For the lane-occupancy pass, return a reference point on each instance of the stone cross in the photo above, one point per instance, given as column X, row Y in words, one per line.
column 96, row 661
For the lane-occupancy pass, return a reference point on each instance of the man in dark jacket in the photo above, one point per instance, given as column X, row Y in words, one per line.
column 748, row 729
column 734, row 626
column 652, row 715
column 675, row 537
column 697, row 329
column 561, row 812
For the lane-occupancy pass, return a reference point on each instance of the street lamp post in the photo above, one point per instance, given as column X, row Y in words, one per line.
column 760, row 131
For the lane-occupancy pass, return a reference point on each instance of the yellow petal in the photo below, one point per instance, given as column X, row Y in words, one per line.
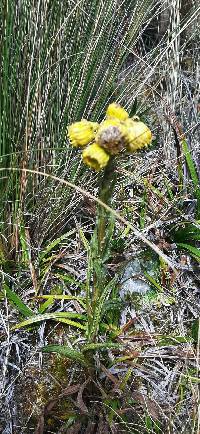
column 114, row 110
column 82, row 133
column 138, row 135
column 95, row 157
column 111, row 135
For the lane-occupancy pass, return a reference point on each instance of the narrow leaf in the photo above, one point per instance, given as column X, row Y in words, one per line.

• REQUIRED ACTION
Begin the copy at the line containing "of the street" and end it at the last line of the records; transcribe exactly and exclude pictures.

• EXERCISE RESULT
For the lane-occupancy pass, return a reference point on each instance of the street lamp post in the photo above, one point per instance, given as column X, row Y in words, one per line.
column 760, row 131
For the lane-occupancy pass, return a reference point on each instance of the yellow petal in the photo below, one point per instance, given as column X, row Y in words, one per line.
column 114, row 110
column 82, row 133
column 138, row 135
column 95, row 157
column 111, row 135
For the lane-occupancy pass, return a reference point on each instance of the narrow leaf in the photo above, one point per instance, given as column X, row Y in words, one per line.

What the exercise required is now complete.